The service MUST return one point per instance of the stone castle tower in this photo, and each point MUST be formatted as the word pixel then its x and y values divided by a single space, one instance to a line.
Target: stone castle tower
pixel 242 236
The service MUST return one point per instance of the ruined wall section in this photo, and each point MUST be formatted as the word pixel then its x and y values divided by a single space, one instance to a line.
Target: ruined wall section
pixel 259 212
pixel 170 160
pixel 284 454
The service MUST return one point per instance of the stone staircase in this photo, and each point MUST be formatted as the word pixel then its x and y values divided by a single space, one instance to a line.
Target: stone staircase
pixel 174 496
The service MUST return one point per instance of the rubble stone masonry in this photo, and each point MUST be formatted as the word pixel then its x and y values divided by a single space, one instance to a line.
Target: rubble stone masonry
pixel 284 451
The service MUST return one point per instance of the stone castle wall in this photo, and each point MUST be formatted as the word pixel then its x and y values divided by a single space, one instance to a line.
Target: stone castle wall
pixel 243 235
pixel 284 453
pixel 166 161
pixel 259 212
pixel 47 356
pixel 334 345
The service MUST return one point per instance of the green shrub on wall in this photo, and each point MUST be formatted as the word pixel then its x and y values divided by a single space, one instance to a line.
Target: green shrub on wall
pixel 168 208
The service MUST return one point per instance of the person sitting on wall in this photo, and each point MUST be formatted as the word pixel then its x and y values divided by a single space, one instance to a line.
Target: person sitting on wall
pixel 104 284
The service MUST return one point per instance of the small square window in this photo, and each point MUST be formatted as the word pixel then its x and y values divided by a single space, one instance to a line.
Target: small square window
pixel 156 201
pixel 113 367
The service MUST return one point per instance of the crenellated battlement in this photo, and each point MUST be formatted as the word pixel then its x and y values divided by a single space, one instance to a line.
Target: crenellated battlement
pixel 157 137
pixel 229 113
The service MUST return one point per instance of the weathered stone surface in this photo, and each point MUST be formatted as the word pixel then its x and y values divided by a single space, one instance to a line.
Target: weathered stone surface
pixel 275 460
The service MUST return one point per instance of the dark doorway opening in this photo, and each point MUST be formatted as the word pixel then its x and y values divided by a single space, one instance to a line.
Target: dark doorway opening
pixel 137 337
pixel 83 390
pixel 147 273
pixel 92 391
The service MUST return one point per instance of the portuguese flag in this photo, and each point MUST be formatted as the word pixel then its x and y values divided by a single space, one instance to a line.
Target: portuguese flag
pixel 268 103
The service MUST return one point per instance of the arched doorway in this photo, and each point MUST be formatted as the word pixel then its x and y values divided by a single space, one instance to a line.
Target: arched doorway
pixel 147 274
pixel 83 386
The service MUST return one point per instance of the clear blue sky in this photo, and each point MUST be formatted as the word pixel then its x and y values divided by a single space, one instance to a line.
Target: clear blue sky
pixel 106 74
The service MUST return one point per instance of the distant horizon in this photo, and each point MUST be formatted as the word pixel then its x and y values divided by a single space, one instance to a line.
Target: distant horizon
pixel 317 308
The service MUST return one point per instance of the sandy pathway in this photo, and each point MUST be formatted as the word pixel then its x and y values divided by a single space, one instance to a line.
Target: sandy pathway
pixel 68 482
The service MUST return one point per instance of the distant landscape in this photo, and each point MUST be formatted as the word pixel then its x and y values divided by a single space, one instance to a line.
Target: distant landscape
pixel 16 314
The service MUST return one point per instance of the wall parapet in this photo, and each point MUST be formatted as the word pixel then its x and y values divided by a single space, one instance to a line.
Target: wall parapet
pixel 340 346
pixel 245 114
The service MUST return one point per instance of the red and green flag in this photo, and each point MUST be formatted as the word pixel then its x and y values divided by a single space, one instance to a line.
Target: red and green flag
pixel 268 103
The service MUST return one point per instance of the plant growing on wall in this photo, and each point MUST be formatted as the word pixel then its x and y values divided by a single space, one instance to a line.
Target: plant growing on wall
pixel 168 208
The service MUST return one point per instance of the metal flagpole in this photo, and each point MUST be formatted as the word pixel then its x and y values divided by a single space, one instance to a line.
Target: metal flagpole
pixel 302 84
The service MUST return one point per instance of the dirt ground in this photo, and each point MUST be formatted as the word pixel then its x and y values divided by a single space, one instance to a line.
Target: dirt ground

_____

Recast all of the rows above as a Markdown table with two columns, No. and Line. Give each line its own number in order and omit any blank lines.

| No. | Line |
|---|---|
| 1 | The service MUST return one point per instance of the stone castle tower in this photo, and each point MUST be formatted as the word pixel then its x and y values divided by a single space, one instance to a line. |
| 2 | Target: stone castle tower |
| 3 | pixel 242 236 |
| 4 | The service MUST return one point per instance of the ruined wall section in this photo, and each point MUST be formatted as the word pixel then its x and y values divided by a single space, one instance to a line. |
| 5 | Target: ruined wall section |
| 6 | pixel 259 212 |
| 7 | pixel 170 160 |
| 8 | pixel 284 454 |
| 9 | The service MUST return one point per instance of the stone staircase in this photo, and each point MUST be formatted as the word pixel then its x and y values divided by a single space, one instance to a line. |
| 10 | Target: stone staircase |
| 11 | pixel 174 496 |
| 12 | The service MUST return one point per instance of the rubble stone masonry in this photo, and each point MUST be formatted as the word pixel then its x and y values divided by a single space, one instance to a line. |
| 13 | Target: rubble stone masonry |
| 14 | pixel 284 451 |
| 15 | The service MUST return one point per instance of the stone castle wall in this photo, and each point MUST be formatted as the word pixel then its x and y values divided by a single space, one instance to a line. |
| 16 | Target: stone castle wall |
| 17 | pixel 243 235 |
| 18 | pixel 284 453 |
| 19 | pixel 166 161 |
| 20 | pixel 259 212 |
| 21 | pixel 47 356 |
| 22 | pixel 334 345 |
| 23 | The service MUST return one point per instance of the green shrub on wall in this photo, and each point MUST be formatted as the word pixel then its x and y values divided by a single space, one instance to a line. |
| 24 | Target: green shrub on wall |
| 25 | pixel 168 208 |
| 26 | The service MUST return one point per instance of the person sitting on wall in this photo, and each point MUST be formatted as the word pixel then its x and y values divided by a single space, one instance to a line. |
| 27 | Target: person sitting on wall |
| 28 | pixel 104 284 |
| 29 | The service MUST return one point per instance of the small square window in this photo, and each point MUST be formatted as the word pixel then its x and y values divided by a single space, one instance to a line. |
| 30 | Target: small square window |
| 31 | pixel 156 201 |
| 32 | pixel 113 367 |
| 33 | The service MUST return one point per instance of the crenellated battlement in this photo, and each point MUST be formatted as the word pixel then its x and y values divided by a single space, one instance to a line. |
| 34 | Target: crenellated battlement |
| 35 | pixel 157 137 |
| 36 | pixel 229 113 |
| 37 | The service MUST return one point per instance of the weathered stone surface in this photo, and each point MUST be formatted as the word pixel then its x and y values divided by a single space, one instance to a line. |
| 38 | Target: weathered stone surface |
| 39 | pixel 275 460 |
| 40 | The service MUST return one point per instance of the dark doorway opening in this photo, and each point MUST be formatted as the word pixel then its x and y values divided by a single space, one instance to a line. |
| 41 | Target: dark doorway opening |
| 42 | pixel 137 337 |
| 43 | pixel 83 390 |
| 44 | pixel 147 273 |
| 45 | pixel 92 391 |
| 46 | The service MUST return one point per instance of the portuguese flag in this photo, and each point MUST be formatted as the word pixel then its x and y values divided by a single space, one instance to a line. |
| 47 | Target: portuguese flag |
| 48 | pixel 268 103 |
| 49 | The service MUST return one point per instance of the arched doorway in this photo, and each point MUST be formatted as the word pixel then its x and y values divided by a single space, one instance to a line. |
| 50 | Target: arched doorway |
| 51 | pixel 147 274 |
| 52 | pixel 83 386 |
| 53 | The service MUST return one point per instance of the clear blue sky in this photo, and each point MUST be formatted as the word pixel then its x and y values divided by a single space, one instance to a line. |
| 54 | Target: clear blue sky |
| 55 | pixel 106 74 |
| 56 | The service MUST return one point per instance of the distant horizon in this photo, and each point MUST be formatted as the word pixel then its x and y values divided by a single space, one instance to a line. |
| 57 | Target: distant horizon |
| 58 | pixel 317 308 |
| 59 | The service MUST return one point per instance of the sandy pathway in this photo, and each point MUST be formatted as the word pixel then its x and y values divided by a single space, one instance to a line. |
| 60 | Target: sandy pathway |
| 61 | pixel 68 482 |
| 62 | The service MUST return one point per instance of the distant landscape in this photo, and each point MUST be formatted as the word pixel then its x and y values divided by a single space, one instance to a line. |
| 63 | Target: distant landscape |
| 64 | pixel 16 314 |
| 65 | The service MUST return one point per instance of the wall parapet in this photo, and each point MUST be formatted as the word pixel then its x and y values divided by a single space, one instance to a line. |
| 66 | Target: wall parapet |
| 67 | pixel 340 346 |
| 68 | pixel 245 114 |
| 69 | The service MUST return one point per instance of the red and green flag in this photo, and each point MUST be formatted as the word pixel then its x and y values divided by a single space, one instance to a line. |
| 70 | Target: red and green flag |
| 71 | pixel 268 103 |
| 72 | The service MUST return one point per instance of the plant growing on wall in this photo, and each point MUST be formatted as the word pixel then its x and y values divided by a single space, one instance to a line. |
| 73 | Target: plant growing on wall |
| 74 | pixel 168 208 |
| 75 | The service MUST return one point per instance of the metal flagpole in this photo, and each point MUST be formatted as the word pixel then its x and y values divided by a single space, one instance to a line. |
| 76 | Target: metal flagpole |
| 77 | pixel 302 84 |
| 78 | The service MUST return one point per instance of the dirt ground in this photo, and each point MUST be formatted as the word pixel then its x and y values divided by a single space, one instance to a line. |
| 79 | Target: dirt ground |